WHAT YOU SHOULD DO
Start to finish, write out the entries exactly, leaving the pictures aside.

DATA FOR ANALYSIS

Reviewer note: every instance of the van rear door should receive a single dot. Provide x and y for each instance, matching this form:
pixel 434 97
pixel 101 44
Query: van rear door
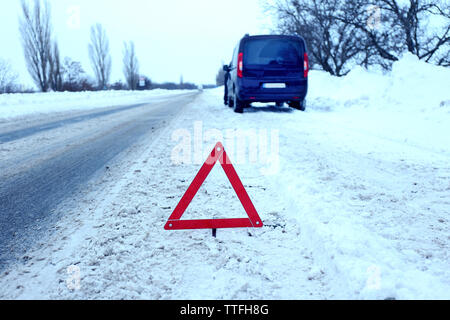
pixel 273 58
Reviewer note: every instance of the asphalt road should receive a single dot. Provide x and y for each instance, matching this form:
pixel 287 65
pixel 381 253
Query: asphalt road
pixel 33 184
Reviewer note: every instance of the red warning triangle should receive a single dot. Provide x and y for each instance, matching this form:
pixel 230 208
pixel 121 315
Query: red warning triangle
pixel 253 220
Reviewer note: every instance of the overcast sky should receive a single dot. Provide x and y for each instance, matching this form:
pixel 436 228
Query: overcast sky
pixel 173 37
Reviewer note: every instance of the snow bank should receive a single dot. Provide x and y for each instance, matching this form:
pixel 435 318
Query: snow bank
pixel 412 85
pixel 17 105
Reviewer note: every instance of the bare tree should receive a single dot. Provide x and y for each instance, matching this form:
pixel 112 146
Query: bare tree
pixel 402 26
pixel 36 29
pixel 130 65
pixel 55 71
pixel 334 45
pixel 100 55
pixel 7 77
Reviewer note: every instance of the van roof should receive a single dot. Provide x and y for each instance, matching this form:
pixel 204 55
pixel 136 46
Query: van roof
pixel 296 37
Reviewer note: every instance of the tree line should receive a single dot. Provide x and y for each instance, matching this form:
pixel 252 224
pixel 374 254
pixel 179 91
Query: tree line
pixel 50 73
pixel 341 34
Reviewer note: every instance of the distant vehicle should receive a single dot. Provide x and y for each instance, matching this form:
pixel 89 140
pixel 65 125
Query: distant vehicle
pixel 268 68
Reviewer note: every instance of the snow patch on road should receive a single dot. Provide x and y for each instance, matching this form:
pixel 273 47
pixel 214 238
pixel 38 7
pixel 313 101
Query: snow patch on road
pixel 21 105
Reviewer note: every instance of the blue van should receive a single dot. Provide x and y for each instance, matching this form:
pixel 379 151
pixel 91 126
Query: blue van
pixel 268 68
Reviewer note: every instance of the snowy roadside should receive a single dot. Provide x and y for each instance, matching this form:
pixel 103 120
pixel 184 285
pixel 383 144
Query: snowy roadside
pixel 354 198
pixel 116 239
pixel 13 106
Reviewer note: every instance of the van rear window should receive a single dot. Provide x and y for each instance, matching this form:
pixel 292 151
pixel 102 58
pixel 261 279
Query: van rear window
pixel 281 52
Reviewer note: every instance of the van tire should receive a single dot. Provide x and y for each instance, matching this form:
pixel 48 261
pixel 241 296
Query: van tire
pixel 238 105
pixel 299 105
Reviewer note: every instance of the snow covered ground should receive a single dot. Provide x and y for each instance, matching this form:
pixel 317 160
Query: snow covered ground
pixel 354 195
pixel 21 105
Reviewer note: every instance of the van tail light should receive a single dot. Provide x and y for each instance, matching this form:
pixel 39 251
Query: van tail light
pixel 305 65
pixel 240 65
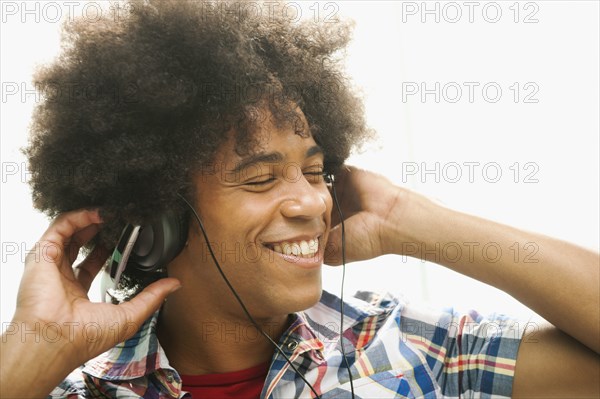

WORKED SOLUTION
Reviewer note: every instance of the van rear door should receive a single dot. Provide x and y for each instance, matching this form:
pixel 434 97
pixel 101 44
Query: van rear door
pixel 273 58
Reviewer note: every instance of the asphalt road should receive a single dot. Provide x and y for each instance, matching this form:
pixel 287 65
pixel 381 253
Query: asphalt road
pixel 33 184
Reviewer note: every instance of the red warning triangle should receive a single dot. Provide x and y for each instance, matching this form:
pixel 230 208
pixel 121 315
Query: red warning triangle
pixel 253 220
Reviewer note: every instance of the overcast sky should receive a single dot. Provide x and y for each instance, matching this form:
pixel 436 228
Query: overcast sky
pixel 173 37
Reviewer note: every instance of the snow bank should receive a single dot. Provide x and y for each instance, matching this form:
pixel 435 318
Query: snow bank
pixel 412 85
pixel 17 105
Reviewer note: every instance of the bare tree should receive a single dot. Provide x and y for each instance, matching this form:
pixel 112 146
Query: bare tree
pixel 402 26
pixel 36 29
pixel 130 65
pixel 55 71
pixel 334 45
pixel 100 55
pixel 7 77
Reviewer note: every instance of the van roof should receive a single dot. Provide x and y for each instance, matching this form:
pixel 204 55
pixel 136 46
Query: van roof
pixel 296 37
Reviewer note: every instance of the tree line should receive a single dot. Provide x and y for each instance, matching this form:
pixel 252 224
pixel 374 254
pixel 179 91
Query: tree line
pixel 50 73
pixel 341 34
Reviewer note: every instance of the distant vehicle should receive a single dot. Provide x and y for each instance, matching this form:
pixel 89 140
pixel 65 125
Query: distant vehicle
pixel 268 68
Reviewer note: every instance of the snow patch on road should receive a single dot. Provide x and y for each instance, matching this form:
pixel 273 47
pixel 214 238
pixel 38 7
pixel 313 101
Query: snow patch on road
pixel 21 105
Reviewer note: every instance of the blue van should receive a single dot. Provide x and y for each instance, matching this form:
pixel 379 151
pixel 91 126
Query: blue van
pixel 268 68
Reviewer note: every instance of the snowy roadside should receive a single dot. Provide x and y for each instance, matching this form:
pixel 103 120
pixel 184 285
pixel 383 144
Query: snowy roadside
pixel 354 198
pixel 116 239
pixel 13 106
Reviewer note: every instance of the van rear window should receive a single dot. Provide x and y for each instance, matching this form:
pixel 292 151
pixel 102 58
pixel 261 279
Query: van rear window
pixel 281 52
Reviewer note: every instance of the van tire should receive a single dot. Provide x and y for each instance, matching this form:
pixel 48 261
pixel 241 296
Query: van tire
pixel 238 105
pixel 299 105
Reviewer note: every instance of the snow covered ground should receive a single dot. Provide x and y for each instance, matching this form:
pixel 317 160
Query: snow covered ground
pixel 354 195
pixel 21 105
Reviewer note: every instance of the van tail light should receive a single dot. Provide x and y for each instance, matching this form:
pixel 39 251
Query: van tail light
pixel 305 65
pixel 240 65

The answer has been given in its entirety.